About this exercise — The copy should begin at the line containing "If you could mark the cloudy" and end with the last line below, every line exact and no picture included.
§ §
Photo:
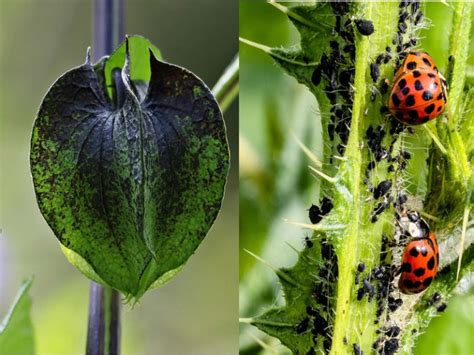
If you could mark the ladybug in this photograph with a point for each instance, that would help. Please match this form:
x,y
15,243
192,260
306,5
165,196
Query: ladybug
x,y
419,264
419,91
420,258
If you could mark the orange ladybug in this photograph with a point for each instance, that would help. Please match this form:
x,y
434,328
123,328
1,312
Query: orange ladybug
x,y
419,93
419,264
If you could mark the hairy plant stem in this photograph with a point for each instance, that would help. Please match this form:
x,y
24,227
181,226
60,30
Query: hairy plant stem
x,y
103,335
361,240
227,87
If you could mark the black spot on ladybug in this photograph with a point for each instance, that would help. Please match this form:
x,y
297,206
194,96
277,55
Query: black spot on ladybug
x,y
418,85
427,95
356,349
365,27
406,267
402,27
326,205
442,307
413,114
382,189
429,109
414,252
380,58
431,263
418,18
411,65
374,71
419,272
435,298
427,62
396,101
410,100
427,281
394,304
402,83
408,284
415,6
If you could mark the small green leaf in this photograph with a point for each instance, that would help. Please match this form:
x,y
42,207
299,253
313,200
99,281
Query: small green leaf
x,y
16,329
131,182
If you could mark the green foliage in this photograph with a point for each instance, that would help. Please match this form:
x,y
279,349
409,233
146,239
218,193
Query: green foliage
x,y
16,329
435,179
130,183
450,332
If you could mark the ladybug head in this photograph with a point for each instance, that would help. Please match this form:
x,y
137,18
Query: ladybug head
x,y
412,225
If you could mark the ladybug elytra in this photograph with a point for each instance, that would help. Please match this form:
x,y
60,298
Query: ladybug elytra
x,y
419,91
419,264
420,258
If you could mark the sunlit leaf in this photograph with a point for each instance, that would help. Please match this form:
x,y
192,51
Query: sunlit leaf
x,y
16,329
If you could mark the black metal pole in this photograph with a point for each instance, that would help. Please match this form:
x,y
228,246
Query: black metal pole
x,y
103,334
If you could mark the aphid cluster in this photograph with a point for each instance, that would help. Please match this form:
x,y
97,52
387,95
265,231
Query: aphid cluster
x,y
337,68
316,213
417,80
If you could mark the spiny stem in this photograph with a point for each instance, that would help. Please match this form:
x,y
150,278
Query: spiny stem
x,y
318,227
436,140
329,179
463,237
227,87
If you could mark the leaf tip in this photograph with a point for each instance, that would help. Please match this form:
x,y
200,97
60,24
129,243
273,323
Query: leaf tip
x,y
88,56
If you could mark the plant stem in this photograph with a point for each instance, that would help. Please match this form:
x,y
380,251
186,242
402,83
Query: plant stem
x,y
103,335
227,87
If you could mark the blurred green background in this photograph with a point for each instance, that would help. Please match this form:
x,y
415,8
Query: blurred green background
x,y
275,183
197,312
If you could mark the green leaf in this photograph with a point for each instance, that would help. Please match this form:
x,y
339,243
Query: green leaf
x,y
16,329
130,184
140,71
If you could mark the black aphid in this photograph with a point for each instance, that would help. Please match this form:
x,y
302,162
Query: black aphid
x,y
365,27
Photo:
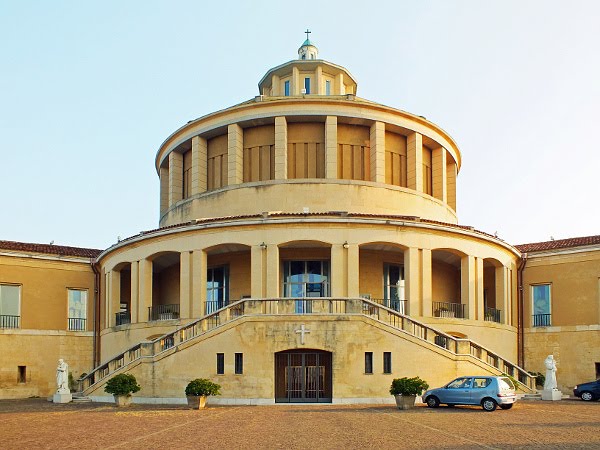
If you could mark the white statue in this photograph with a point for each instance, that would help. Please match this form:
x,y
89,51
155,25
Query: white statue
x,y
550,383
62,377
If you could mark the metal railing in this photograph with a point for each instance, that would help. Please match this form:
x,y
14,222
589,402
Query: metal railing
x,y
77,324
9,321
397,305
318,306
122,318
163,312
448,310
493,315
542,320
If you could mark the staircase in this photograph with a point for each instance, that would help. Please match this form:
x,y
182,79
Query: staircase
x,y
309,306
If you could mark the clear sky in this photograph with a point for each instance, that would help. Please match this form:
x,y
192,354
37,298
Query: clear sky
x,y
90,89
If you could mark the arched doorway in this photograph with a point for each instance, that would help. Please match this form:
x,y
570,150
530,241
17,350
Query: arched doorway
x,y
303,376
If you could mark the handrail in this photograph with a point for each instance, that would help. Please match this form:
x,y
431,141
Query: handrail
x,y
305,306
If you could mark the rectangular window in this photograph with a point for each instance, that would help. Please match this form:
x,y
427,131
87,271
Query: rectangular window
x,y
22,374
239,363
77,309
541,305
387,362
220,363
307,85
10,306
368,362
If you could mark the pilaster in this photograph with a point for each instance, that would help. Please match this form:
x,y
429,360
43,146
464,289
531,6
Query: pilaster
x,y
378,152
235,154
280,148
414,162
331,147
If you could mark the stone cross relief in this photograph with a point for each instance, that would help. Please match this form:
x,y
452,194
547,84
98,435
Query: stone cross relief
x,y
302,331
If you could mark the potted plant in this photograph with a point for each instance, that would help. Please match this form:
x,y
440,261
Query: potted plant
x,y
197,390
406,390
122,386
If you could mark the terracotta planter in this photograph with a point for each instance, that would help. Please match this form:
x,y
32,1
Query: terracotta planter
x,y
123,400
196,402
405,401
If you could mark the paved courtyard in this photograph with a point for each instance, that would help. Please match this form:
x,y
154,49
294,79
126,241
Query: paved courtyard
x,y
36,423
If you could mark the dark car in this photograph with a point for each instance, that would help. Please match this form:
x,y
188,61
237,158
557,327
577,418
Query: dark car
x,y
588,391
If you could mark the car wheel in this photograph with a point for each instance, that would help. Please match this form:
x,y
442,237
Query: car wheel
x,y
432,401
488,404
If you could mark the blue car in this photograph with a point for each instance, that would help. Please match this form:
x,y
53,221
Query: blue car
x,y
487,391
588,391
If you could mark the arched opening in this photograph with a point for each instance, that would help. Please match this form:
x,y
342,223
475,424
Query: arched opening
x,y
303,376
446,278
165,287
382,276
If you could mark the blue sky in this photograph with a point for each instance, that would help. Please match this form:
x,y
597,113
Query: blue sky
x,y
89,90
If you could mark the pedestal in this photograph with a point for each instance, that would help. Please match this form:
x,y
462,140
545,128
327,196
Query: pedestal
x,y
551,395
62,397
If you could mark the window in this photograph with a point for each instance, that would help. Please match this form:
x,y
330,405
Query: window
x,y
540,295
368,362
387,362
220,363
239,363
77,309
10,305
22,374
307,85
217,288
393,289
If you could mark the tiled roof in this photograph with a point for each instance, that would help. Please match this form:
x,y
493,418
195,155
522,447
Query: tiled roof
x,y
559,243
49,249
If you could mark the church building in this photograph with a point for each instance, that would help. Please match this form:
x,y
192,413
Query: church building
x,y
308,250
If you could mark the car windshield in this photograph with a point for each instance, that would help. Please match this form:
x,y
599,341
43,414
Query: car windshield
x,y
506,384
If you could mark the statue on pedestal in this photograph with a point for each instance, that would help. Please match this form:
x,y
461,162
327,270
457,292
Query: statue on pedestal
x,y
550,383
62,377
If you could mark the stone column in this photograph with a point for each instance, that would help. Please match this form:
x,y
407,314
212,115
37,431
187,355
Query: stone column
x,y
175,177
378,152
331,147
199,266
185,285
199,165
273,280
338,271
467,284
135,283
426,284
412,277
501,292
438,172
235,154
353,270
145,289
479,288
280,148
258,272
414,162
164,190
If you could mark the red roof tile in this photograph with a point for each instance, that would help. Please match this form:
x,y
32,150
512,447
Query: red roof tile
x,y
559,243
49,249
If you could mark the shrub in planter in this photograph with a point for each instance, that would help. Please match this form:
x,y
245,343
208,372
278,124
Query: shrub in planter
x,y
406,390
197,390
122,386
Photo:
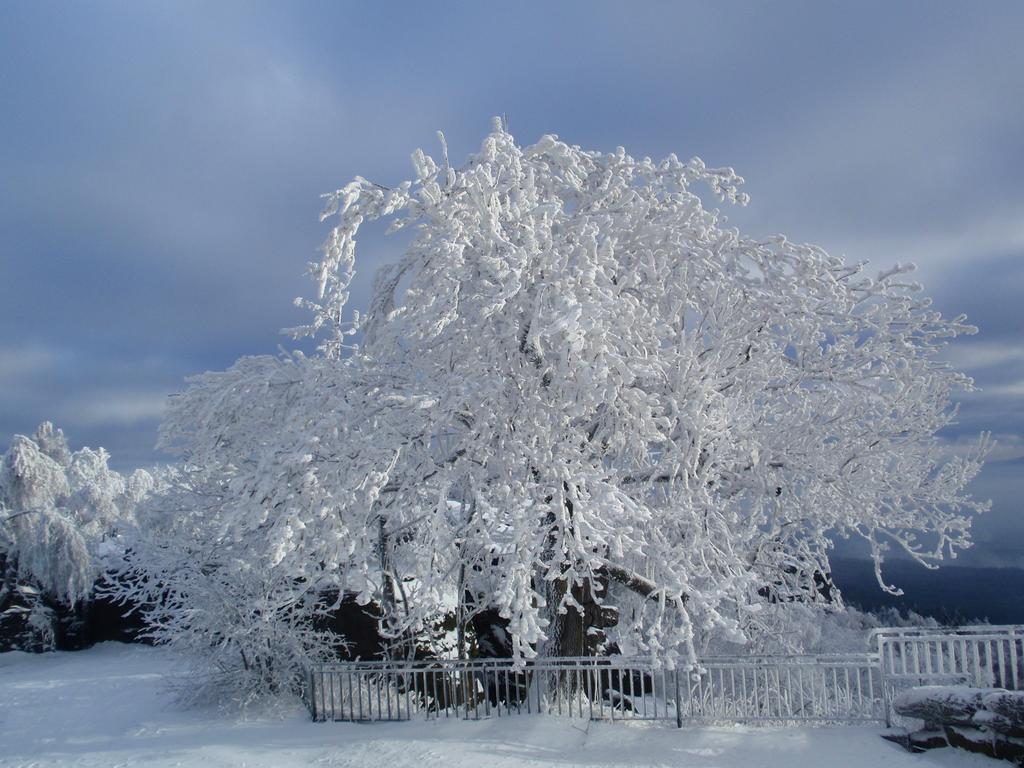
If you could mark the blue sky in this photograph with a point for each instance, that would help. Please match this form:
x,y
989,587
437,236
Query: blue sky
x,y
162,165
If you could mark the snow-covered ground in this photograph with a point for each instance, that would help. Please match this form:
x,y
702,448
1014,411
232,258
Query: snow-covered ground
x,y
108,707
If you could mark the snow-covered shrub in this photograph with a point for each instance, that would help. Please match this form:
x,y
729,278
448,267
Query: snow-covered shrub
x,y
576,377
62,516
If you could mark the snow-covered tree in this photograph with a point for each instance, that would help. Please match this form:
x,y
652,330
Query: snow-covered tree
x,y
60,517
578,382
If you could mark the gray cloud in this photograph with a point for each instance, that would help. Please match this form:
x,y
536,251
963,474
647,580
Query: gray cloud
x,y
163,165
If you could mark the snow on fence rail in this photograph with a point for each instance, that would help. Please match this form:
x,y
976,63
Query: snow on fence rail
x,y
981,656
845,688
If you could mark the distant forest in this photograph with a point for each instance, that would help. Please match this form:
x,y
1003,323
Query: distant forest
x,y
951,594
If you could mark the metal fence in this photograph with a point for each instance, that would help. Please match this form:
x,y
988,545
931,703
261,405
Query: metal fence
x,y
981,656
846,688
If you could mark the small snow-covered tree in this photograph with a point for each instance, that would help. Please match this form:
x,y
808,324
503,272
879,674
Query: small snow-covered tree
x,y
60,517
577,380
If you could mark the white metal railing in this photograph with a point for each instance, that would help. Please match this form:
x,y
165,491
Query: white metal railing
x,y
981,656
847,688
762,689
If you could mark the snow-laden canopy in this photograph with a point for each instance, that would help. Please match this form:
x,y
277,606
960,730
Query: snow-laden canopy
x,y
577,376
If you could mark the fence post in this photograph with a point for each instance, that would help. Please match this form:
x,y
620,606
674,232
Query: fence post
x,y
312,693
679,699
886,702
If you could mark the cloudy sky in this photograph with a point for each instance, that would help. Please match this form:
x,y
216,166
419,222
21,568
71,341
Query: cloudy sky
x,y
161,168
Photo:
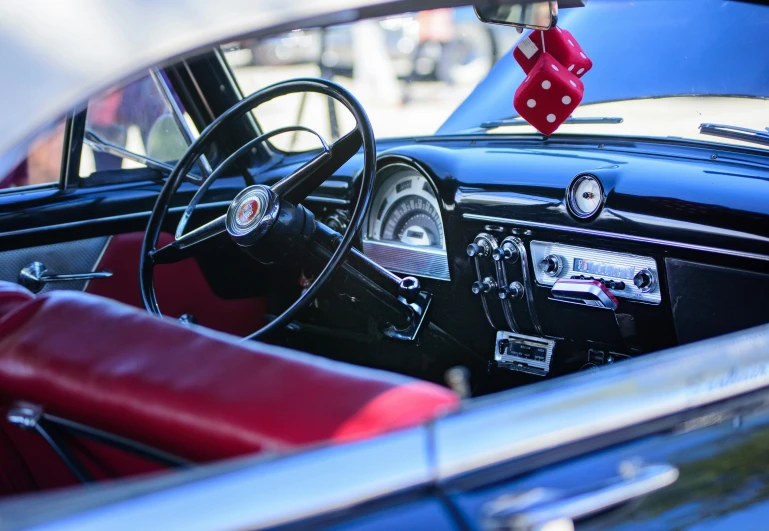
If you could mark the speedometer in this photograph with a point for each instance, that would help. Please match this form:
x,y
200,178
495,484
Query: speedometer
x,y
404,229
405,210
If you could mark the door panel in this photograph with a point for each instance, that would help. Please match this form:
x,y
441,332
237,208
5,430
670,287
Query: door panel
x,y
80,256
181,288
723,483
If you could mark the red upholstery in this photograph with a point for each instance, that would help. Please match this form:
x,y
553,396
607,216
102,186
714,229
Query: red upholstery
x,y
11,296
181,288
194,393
§ §
Your solution —
If you could mark the cloudy sky in this photograph with a point for each instance, that would help. Please match this form:
x,y
216,166
419,222
21,568
71,341
Query: cloudy sky
x,y
161,168
Photo:
If you could mark the speedometer in this photograph with a point for each instance, that would help. Please match this form:
x,y
200,178
495,484
Query: speedometer
x,y
404,229
405,210
If you could mark the door panel in this photograph with a point for each instance, that would help. Please match this form:
x,y
441,332
237,208
5,430
670,287
Query: door panel
x,y
80,256
181,288
723,483
If you could mark the red upholstery in this photograph with a point for each instance, that would help. Please match this form:
x,y
553,396
607,216
102,186
714,229
Query: red upholstery
x,y
11,296
181,288
194,393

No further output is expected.